Report each line from the entries in which "branch" can be found.

Stored items
━━━━━━━━━━━━━━━━━━━━━━━━━━━━━━

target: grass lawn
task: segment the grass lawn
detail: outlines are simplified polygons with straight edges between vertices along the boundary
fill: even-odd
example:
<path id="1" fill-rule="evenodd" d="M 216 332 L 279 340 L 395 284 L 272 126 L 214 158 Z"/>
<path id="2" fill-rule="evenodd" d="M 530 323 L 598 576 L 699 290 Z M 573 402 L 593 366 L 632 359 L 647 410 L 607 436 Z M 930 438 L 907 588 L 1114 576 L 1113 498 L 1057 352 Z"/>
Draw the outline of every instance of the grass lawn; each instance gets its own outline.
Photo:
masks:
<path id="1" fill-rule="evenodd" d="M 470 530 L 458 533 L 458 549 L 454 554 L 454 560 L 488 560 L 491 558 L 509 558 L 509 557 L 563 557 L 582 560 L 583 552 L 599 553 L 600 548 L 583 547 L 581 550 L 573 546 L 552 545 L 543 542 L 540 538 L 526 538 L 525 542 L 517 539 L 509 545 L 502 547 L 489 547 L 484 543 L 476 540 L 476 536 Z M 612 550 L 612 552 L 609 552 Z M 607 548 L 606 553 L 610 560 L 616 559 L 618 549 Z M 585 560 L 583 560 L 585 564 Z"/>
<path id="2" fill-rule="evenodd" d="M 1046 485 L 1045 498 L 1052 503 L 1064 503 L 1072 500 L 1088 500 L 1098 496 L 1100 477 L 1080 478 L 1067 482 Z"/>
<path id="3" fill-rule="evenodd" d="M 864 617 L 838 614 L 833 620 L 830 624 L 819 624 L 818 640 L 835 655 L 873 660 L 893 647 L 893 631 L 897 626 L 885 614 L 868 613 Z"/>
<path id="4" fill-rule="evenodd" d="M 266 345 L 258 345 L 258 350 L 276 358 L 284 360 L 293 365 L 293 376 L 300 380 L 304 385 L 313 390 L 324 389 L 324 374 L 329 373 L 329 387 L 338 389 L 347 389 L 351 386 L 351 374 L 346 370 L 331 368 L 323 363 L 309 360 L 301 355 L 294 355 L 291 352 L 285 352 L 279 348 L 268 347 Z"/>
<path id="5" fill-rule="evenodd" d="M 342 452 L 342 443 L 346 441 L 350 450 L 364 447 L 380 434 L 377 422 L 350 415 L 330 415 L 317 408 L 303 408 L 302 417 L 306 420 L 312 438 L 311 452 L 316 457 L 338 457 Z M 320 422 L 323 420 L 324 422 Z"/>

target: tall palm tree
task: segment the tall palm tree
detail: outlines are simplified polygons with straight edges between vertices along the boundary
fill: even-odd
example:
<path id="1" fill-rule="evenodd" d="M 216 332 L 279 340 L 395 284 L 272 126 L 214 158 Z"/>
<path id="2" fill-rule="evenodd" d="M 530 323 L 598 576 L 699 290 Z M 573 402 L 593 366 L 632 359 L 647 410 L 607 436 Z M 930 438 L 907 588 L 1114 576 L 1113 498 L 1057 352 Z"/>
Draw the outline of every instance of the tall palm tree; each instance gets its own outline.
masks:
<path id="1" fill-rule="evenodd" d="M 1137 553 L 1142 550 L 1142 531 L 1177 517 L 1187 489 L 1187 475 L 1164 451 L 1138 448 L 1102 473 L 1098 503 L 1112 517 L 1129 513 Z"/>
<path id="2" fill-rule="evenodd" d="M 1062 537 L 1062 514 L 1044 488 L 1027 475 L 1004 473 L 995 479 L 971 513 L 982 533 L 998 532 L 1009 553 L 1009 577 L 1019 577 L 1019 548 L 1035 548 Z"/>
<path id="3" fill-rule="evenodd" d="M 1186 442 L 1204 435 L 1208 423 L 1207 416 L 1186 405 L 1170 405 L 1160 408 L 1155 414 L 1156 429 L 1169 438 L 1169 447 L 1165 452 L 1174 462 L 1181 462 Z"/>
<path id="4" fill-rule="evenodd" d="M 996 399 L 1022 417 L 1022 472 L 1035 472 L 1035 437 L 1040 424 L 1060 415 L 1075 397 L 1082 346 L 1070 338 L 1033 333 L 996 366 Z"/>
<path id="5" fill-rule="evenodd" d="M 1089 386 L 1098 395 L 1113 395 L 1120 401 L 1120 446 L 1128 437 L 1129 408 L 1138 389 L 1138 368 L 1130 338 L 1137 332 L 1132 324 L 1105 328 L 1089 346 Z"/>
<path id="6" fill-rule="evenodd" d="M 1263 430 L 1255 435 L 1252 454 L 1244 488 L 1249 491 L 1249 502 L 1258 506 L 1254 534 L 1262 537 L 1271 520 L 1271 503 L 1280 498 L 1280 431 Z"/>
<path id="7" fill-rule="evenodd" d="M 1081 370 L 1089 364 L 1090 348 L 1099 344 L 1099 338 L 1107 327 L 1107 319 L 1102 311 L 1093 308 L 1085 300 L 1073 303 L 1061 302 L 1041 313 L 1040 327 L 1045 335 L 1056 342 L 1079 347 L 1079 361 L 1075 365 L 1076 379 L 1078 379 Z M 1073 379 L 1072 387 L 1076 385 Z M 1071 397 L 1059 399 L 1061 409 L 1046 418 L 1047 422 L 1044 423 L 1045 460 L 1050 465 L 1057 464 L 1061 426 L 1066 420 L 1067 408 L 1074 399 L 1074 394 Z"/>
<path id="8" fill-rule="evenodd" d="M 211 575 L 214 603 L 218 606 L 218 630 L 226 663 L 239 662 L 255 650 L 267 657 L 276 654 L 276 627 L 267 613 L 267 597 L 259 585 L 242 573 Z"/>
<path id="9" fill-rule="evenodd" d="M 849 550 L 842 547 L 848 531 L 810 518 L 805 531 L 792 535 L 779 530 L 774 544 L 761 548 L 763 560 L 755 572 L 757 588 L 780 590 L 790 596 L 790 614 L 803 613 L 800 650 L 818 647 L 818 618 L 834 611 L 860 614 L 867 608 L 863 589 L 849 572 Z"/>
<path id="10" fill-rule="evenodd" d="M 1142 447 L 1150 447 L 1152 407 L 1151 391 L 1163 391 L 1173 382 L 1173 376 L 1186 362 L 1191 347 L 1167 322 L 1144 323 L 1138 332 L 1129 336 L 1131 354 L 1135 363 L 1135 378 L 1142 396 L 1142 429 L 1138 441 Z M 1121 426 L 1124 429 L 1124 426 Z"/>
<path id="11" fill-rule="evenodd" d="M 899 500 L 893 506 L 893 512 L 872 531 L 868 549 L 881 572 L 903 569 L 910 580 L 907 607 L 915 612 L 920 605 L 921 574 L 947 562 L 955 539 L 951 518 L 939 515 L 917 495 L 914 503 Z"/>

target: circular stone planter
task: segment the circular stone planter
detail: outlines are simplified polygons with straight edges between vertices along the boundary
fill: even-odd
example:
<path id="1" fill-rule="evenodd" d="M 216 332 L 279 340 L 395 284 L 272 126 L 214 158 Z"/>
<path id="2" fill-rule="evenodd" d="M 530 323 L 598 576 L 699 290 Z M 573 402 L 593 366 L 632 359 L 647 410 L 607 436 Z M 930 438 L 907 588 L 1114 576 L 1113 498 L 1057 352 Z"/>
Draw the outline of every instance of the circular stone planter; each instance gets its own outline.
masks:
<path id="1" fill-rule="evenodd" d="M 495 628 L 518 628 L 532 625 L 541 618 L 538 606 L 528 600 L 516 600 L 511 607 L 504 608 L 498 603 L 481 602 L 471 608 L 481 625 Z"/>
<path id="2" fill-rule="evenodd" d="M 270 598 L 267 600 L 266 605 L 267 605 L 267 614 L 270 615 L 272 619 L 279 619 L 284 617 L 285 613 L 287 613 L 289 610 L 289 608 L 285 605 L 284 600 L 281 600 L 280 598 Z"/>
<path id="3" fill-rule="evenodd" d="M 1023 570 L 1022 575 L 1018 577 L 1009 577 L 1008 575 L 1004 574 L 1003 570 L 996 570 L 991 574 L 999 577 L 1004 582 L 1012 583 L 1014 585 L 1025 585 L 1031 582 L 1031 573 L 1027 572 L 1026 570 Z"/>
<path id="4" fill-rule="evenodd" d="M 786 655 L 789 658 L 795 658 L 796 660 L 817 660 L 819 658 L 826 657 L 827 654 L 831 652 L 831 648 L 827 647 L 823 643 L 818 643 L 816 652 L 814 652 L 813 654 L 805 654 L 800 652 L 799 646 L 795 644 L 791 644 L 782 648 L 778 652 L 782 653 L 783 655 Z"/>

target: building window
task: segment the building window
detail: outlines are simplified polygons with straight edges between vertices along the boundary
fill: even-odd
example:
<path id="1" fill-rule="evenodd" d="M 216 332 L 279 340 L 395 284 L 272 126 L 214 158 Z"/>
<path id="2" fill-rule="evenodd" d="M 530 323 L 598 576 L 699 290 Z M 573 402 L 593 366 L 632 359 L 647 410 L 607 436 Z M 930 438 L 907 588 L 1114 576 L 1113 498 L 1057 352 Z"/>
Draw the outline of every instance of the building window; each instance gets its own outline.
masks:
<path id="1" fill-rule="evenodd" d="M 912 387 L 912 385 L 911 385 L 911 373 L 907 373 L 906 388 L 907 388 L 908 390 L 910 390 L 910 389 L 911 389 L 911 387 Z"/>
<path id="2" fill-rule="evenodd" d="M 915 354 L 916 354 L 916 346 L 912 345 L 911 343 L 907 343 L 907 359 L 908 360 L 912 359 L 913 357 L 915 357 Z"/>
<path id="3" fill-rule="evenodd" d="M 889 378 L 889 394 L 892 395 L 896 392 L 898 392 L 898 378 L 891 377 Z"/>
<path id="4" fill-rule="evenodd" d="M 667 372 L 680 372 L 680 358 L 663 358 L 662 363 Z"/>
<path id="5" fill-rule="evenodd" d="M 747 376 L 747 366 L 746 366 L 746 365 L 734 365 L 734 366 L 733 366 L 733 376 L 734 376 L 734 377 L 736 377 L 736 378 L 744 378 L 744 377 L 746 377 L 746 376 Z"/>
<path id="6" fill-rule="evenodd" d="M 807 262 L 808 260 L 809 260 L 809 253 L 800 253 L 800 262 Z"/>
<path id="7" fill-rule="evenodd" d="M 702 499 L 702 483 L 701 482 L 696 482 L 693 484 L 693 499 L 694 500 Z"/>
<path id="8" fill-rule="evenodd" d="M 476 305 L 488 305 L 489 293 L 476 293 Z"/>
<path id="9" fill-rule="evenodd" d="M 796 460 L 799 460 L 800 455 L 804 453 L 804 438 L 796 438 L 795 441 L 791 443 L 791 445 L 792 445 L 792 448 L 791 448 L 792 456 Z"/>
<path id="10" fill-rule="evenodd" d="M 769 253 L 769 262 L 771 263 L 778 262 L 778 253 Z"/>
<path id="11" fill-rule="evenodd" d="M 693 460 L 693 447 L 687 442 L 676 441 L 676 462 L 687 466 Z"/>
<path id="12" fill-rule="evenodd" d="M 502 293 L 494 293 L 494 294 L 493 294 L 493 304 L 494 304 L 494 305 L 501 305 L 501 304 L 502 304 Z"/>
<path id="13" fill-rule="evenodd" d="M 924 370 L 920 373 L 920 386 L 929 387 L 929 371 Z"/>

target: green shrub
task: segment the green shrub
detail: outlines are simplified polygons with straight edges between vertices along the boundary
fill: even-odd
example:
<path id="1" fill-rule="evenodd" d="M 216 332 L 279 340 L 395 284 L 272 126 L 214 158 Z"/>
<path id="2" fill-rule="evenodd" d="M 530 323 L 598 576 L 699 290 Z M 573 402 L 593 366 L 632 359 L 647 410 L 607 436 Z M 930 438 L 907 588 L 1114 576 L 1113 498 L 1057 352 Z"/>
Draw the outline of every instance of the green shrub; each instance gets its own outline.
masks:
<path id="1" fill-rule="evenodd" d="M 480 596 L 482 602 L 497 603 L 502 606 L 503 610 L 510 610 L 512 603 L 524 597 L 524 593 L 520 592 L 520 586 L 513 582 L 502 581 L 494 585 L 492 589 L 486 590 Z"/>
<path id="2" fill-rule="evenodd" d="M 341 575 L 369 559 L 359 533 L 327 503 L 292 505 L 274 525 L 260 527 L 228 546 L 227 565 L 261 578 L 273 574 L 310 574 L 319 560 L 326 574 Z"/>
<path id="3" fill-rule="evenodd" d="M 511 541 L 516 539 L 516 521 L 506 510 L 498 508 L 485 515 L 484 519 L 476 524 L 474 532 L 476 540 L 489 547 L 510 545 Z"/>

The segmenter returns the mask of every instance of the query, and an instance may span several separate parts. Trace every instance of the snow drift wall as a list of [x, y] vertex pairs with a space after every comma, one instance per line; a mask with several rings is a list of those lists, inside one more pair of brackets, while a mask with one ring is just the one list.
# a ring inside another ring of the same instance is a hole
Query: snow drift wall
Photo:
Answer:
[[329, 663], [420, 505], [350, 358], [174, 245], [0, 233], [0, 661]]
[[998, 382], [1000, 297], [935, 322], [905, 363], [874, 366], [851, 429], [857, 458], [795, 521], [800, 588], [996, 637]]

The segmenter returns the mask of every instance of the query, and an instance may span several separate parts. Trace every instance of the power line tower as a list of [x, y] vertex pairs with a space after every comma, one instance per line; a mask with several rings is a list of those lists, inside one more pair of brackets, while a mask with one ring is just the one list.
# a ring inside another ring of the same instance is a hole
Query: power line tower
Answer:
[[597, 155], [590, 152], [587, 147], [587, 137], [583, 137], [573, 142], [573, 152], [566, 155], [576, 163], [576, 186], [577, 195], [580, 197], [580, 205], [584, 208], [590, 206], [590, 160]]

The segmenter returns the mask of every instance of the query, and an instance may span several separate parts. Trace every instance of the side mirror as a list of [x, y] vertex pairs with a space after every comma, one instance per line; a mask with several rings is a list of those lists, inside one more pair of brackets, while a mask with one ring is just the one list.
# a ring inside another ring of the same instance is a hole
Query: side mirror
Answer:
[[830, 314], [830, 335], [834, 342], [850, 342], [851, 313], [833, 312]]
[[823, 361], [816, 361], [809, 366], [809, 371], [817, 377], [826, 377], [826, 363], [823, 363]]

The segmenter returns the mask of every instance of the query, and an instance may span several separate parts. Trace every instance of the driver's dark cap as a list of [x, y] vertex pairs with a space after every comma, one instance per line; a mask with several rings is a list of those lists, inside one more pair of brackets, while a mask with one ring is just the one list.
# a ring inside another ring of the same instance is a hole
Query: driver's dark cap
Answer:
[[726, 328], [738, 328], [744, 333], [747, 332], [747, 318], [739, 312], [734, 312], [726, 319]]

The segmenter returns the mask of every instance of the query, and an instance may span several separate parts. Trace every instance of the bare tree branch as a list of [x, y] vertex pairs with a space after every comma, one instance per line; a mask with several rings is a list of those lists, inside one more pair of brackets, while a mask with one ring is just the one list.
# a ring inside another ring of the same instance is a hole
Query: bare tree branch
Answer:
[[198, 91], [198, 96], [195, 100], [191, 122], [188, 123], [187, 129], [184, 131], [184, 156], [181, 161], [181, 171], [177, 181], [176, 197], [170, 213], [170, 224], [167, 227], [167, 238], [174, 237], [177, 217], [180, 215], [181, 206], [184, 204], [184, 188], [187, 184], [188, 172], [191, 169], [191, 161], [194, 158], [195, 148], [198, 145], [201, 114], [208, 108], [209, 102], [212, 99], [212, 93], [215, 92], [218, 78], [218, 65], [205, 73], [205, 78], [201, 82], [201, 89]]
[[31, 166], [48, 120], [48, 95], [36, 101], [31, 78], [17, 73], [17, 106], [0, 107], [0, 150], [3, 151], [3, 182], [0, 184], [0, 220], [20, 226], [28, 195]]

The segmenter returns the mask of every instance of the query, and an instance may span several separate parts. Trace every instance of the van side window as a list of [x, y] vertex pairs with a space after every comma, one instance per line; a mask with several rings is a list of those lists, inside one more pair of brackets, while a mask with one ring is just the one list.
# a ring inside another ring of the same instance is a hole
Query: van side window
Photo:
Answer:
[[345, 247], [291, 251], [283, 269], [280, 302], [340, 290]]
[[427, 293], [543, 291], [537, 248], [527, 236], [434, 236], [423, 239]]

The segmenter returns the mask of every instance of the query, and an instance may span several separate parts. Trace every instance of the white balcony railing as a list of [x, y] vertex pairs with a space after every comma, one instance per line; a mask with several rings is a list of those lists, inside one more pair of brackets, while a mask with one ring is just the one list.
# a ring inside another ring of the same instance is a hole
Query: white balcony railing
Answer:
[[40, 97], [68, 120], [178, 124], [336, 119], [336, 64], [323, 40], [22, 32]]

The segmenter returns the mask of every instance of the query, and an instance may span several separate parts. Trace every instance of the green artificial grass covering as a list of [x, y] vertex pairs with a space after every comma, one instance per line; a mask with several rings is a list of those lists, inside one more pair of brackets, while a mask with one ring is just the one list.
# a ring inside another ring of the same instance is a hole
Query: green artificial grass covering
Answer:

━━━━━━━━━━━━━━━━━━━━━━━━━━━━━━

* **EXERCISE RESPONSE**
The segmenter returns the mask of every instance of the query, and an instance may span several separate parts. Trace every instance of the bare tree branch as a list of [x, y] vertex pairs with a space after every comma, one instance per line; a mask with several rings is a list of those lists, inside one more pair of brackets, while a mask with one ring is just the one list.
Query: bare tree branch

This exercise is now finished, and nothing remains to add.